*** DATA PROVIDED Section Begins ***

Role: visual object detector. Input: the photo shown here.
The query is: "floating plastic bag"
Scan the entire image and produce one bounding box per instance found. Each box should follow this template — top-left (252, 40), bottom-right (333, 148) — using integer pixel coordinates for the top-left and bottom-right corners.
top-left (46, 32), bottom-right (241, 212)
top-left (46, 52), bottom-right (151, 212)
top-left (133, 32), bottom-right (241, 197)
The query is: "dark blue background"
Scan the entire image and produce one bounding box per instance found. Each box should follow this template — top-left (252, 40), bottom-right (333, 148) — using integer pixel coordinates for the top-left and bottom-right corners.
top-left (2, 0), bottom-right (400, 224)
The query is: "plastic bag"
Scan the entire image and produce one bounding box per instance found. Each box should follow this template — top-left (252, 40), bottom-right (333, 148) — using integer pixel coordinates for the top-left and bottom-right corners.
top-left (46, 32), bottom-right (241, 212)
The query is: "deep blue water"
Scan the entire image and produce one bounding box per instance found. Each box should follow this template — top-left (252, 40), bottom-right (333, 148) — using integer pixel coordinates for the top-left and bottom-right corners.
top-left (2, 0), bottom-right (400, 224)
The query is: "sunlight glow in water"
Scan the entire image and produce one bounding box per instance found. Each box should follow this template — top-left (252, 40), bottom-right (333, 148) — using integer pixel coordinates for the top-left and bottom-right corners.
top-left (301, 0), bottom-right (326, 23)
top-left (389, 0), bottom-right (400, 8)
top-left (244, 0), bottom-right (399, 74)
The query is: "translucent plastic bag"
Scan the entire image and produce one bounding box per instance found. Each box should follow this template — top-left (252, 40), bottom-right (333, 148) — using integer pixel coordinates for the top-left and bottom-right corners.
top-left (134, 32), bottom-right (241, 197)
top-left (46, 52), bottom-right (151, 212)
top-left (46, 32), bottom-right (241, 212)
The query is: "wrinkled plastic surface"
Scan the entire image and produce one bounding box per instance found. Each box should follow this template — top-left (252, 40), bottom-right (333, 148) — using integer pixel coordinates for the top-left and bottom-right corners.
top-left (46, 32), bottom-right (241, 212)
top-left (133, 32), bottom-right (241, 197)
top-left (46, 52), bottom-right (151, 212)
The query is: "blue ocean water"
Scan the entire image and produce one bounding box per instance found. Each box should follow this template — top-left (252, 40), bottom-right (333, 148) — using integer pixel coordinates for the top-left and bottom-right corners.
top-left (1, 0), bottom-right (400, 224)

*** DATA PROVIDED Section Ends ***

■ AIM OF THE TASK ■
Please repeat each entry. Keep every word the same.

■ RESULT ■
Role: visual object detector. Input: the photo shown here.
The query is: "floating plastic bag"
Scan the entire image and produce one bounding box per instance found. Each box should follow this template — top-left (252, 40), bottom-right (333, 148) — using integer pixel coordinates for the top-left and bottom-right corners.
top-left (46, 32), bottom-right (241, 212)
top-left (46, 52), bottom-right (151, 212)
top-left (133, 32), bottom-right (241, 197)
The query is: "dark blue background"
Scan the entire image and produce one bounding box per instance found. Each box should follow this template — top-left (252, 40), bottom-right (333, 148) — using integer pixel coordinates for the top-left and bottom-right corners.
top-left (2, 0), bottom-right (400, 224)
The query is: "plastic bag"
Scan the entire image and produce one bounding box per instance found. Each box should follow this template — top-left (252, 40), bottom-right (333, 148) — using integer pixel coordinates for the top-left and bottom-right corners.
top-left (46, 32), bottom-right (241, 212)
The query is: "deep blue water"
Scan the entire image and produce one bounding box per instance found. Each box should follow this template — top-left (252, 40), bottom-right (333, 148) — using integer pixel coordinates for the top-left and bottom-right corners.
top-left (2, 0), bottom-right (400, 224)
The query is: "sunlight glow in water"
Scan the entire image and produce one bounding box per instance found. Each box should follow this template — top-left (252, 40), bottom-right (333, 148) — using integer pixel coordinates for the top-left and bottom-right corners.
top-left (301, 0), bottom-right (326, 23)
top-left (389, 0), bottom-right (400, 8)
top-left (244, 0), bottom-right (399, 74)
The query is: "translucent plastic bag"
Scan the entire image and produce one bounding box per instance found. Each box should follow this template — top-left (252, 40), bottom-right (333, 148) — using integer pixel coordinates for the top-left and bottom-right corners.
top-left (134, 32), bottom-right (241, 197)
top-left (46, 52), bottom-right (151, 212)
top-left (46, 32), bottom-right (241, 212)
The query is: "wrinkled plastic surface"
Scan the entire image and produce one bounding box per instance found. Each box should follow this template — top-left (252, 40), bottom-right (333, 148) — using integer pixel coordinates for the top-left and bottom-right corners.
top-left (46, 32), bottom-right (241, 212)
top-left (133, 32), bottom-right (241, 197)
top-left (46, 52), bottom-right (151, 212)
The query is: "blue ocean water"
Scan the entire image and produce one bounding box per instance found. Each box should follow this template — top-left (252, 40), bottom-right (333, 148) — using integer pixel coordinates for the top-left and bottom-right corners.
top-left (1, 0), bottom-right (400, 224)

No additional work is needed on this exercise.